Decide whether each statement agrees with the passage below on volatility model estimates and diagnostic checks: (a) every parameter of the variance equation was statistically significant for all the samples; (b) the constant in the mean equation from table 4.3.3 is statistically significant for every index; (c) the model in table 4.3.3 places non-negativity restrictions on its parameters. Answer yes or no for each, and quote the words of the passage that decide it.

# Source extract
==============================

The coefficients of the constant in the mean equation from table 4.3.3 are not statistically significant, except for that of the Dow Jones Industrial index of the first subsample which is significant at 5% level. But all the parameters of the variance equation for all the samples were found to be statistically significant at all level of significance. The R square here is again negative like that of the other ARCH type models, but the reason for this has been explained before in section 3.6.3. This model has an overwhelming advantage over the GARCH model presented in table 4.3.2 above. The reason being that there are no non-negativity restrictions placed on the parameters of the model, as the negative results found in table 4.3.3 will be taken care of by the log of GARCH represented as the dependent variable in the above model.

4.4. Diagnostic Checks

The ARCH models in the various subsamples were checked that they don’t breach the stationarity condition explained in section 3.6.4. For the ARCH model, table 4.5.1 shows that the stationarity conditions for the ARCH models are fulfilled as the sum of the alpha coefficients are close to unity. This stationarity condition satisfies that the models in table 4.5.1 are modelled correctly. Table 4.5.1 shows estimates of the GARCH model and the stationarity condition here is satisfied also as the coefficients of the variance equation were very close to unity, indicating evidence of stationarity in the model and that the simple GARCH (1 1) model is adequately modelled. The overwhelming advantage of the EGARCH model makes the stationarity condition satisfied as there are no restrictions to the model.

==============================

# Data supplied

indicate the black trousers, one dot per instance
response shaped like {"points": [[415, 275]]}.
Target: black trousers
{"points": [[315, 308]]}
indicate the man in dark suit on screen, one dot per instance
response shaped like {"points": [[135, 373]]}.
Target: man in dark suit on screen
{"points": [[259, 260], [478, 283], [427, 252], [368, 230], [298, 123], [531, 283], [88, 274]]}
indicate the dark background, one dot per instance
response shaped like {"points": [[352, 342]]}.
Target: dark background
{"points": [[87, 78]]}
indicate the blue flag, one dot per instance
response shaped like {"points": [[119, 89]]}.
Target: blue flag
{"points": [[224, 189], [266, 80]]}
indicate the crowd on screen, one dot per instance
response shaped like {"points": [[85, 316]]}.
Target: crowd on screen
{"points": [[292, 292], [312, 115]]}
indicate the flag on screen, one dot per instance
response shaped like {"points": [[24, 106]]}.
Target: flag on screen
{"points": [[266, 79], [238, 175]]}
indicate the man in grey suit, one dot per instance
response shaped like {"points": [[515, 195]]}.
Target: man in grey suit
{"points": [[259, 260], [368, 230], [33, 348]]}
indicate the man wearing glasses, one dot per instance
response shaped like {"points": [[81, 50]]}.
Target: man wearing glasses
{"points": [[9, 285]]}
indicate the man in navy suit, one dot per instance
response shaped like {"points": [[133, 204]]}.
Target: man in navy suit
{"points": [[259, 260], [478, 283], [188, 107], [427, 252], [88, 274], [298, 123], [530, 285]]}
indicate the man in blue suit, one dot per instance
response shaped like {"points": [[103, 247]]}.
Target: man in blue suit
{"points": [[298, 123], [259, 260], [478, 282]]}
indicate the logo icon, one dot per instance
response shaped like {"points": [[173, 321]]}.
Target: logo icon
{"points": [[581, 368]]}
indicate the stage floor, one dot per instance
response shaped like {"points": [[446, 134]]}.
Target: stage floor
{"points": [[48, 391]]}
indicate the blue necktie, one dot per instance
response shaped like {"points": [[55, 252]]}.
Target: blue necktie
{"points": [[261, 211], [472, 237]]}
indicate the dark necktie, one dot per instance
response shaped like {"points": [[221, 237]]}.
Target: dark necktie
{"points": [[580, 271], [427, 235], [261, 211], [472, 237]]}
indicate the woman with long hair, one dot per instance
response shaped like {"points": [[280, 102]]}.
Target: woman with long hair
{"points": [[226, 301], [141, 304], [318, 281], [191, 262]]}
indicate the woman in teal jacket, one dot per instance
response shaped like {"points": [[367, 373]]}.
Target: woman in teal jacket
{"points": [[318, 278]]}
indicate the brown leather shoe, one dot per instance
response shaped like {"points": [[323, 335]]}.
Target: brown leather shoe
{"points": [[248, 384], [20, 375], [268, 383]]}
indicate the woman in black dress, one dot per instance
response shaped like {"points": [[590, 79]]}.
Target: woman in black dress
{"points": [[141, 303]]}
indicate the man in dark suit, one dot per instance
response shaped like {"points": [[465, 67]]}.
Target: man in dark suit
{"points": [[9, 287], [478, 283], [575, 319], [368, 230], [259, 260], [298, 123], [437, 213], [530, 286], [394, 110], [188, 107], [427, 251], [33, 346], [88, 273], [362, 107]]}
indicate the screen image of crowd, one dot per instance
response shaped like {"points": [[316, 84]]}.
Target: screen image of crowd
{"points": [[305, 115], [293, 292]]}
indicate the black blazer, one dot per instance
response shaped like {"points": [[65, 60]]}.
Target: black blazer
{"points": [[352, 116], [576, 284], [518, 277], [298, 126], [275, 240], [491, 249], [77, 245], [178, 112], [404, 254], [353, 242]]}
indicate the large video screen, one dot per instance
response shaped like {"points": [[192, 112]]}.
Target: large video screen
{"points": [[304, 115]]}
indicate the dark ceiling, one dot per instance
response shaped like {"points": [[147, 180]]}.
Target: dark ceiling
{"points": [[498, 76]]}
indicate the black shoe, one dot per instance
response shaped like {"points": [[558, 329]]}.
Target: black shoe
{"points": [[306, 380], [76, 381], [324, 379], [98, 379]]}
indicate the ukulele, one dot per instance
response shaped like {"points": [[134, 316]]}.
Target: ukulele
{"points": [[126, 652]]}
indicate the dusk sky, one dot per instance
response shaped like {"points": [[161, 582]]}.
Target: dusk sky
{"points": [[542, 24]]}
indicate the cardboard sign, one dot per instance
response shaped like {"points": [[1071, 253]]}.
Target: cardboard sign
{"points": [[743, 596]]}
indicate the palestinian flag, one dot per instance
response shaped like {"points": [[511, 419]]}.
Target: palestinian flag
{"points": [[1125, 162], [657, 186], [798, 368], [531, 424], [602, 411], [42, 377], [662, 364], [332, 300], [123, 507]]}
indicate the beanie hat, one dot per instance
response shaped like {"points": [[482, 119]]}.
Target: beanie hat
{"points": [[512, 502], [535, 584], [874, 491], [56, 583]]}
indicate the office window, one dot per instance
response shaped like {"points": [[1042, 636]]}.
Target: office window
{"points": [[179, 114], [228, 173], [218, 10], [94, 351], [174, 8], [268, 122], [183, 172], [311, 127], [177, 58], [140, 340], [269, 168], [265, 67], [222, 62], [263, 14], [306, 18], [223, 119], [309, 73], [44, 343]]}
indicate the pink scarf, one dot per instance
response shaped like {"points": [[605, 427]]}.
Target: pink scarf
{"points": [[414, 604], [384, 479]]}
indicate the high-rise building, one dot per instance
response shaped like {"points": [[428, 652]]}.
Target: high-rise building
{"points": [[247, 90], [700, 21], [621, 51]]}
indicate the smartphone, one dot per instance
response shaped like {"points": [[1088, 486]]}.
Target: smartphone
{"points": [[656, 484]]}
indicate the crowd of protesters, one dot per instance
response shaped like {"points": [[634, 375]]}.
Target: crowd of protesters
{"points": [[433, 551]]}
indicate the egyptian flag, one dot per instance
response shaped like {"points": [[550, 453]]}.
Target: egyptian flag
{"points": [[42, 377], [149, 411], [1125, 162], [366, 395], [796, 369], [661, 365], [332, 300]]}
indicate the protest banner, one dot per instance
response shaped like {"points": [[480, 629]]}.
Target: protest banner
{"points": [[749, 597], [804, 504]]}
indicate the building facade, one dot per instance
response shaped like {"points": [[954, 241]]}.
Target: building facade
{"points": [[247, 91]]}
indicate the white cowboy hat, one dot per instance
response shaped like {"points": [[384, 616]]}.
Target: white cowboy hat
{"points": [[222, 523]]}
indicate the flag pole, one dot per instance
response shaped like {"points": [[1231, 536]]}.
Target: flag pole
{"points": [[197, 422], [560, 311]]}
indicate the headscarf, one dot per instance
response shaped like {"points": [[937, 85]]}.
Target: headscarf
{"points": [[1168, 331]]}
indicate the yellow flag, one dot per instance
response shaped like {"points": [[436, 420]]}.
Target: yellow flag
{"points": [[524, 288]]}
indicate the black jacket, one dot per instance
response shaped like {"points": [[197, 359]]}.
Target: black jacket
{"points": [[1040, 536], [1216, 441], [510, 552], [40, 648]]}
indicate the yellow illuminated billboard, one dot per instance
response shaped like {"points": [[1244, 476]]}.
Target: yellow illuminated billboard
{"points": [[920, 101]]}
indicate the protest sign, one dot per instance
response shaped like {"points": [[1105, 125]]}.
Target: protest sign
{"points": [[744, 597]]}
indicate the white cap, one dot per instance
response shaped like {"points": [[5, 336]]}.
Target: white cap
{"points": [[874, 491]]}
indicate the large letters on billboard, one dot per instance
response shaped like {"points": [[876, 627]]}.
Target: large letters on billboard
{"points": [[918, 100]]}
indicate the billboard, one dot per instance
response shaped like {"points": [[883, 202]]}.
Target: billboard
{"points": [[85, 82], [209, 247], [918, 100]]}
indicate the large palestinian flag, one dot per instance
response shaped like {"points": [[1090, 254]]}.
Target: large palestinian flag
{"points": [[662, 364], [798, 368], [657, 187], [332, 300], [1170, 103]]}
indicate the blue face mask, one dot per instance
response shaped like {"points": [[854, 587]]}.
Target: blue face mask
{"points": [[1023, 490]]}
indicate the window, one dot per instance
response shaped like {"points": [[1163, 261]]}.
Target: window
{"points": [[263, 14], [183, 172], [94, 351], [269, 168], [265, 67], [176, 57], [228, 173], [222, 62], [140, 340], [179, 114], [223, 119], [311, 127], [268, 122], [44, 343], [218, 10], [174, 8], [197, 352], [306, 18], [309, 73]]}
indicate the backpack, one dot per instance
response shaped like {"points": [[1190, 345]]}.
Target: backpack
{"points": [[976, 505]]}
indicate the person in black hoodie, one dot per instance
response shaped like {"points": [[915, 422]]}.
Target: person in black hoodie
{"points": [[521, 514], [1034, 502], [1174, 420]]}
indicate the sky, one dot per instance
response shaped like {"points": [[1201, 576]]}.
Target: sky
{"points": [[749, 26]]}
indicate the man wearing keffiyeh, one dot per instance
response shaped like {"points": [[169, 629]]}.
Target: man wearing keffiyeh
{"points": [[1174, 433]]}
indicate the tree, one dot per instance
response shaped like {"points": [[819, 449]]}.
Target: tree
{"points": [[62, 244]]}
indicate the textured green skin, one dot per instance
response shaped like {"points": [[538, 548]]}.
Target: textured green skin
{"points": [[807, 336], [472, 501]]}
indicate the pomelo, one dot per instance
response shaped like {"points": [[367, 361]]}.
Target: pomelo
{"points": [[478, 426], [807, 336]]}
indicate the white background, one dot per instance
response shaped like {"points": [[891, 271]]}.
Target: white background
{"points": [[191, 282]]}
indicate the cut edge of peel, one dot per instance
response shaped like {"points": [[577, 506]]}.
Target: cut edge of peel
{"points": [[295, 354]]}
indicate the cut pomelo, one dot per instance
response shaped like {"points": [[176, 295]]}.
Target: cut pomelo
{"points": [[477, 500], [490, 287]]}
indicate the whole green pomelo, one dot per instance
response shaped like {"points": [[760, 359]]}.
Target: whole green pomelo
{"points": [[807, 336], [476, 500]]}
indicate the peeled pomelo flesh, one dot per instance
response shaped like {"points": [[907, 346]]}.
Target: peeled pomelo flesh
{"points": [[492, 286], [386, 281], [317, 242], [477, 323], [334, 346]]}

==============================

# Answer for this exercise
(a) Yes: "all the parameters of the variance equation for all the samples were found to be statistically significant at all level of significance."
(b) No: "The coefficients of the constant in the mean equation from table 4.3.3 are not statistically significant, except for that of the Dow Jones Industrial index of the first subsample which is significant at 5% level."
(c) No: "there are no non-negativity restrictions placed on the parameters of the model"